---- Data supplied

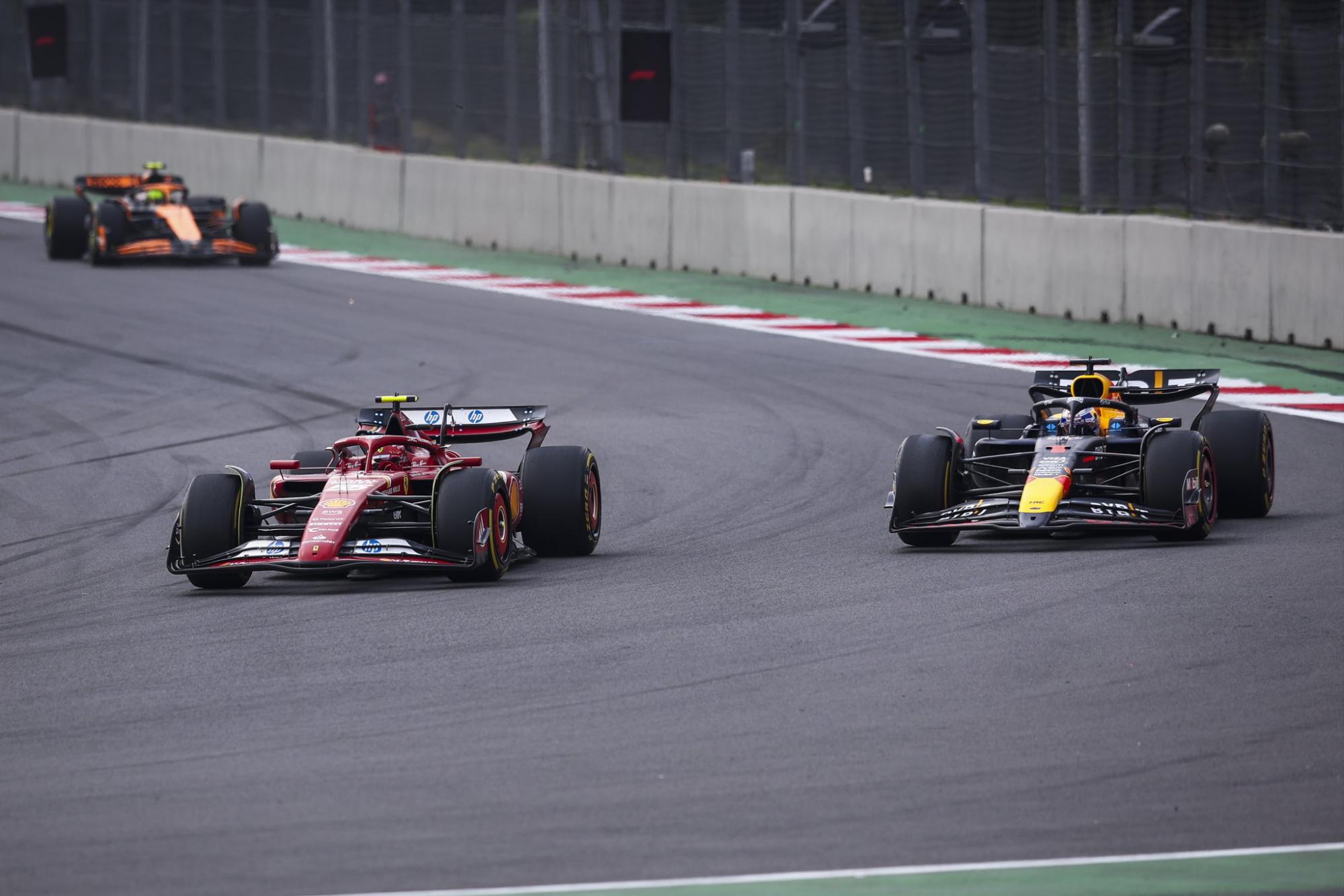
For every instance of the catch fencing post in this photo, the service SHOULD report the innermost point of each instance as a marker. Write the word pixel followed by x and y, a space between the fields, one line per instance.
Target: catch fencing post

--------
---- Data supplied

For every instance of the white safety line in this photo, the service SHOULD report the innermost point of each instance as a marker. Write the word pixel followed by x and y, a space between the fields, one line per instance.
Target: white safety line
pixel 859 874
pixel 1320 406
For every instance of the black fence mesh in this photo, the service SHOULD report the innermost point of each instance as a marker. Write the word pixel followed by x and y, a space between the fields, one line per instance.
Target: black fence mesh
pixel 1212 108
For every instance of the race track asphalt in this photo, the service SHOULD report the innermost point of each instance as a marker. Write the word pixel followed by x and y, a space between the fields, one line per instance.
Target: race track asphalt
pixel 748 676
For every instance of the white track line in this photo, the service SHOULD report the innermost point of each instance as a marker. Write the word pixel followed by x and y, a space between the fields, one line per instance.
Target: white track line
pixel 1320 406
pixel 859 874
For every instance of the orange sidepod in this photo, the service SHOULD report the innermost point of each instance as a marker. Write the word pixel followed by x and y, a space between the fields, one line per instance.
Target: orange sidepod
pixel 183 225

--------
---- Data supplied

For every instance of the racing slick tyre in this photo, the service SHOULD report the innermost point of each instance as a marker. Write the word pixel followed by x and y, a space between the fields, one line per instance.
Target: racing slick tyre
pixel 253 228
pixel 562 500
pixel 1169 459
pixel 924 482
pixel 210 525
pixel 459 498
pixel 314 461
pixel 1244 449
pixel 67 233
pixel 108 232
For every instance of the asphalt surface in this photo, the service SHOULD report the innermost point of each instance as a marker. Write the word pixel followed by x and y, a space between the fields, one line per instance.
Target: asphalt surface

--------

_What the task requires_: Copy out the lines starting at the one containing "For every instance of the catch" and ending at the one containing "Target: catch fencing post", substituting "catch fence pole" for "catch fencing post" and keeping everything else unchanged.

_Response_:
For every instance of the catch fence pole in this photo, the service SHOULD report the innermost point of each instance as a marker. Write the word pixel followed by x and y, a space between the fields, one line per instance.
Target: catch fence pole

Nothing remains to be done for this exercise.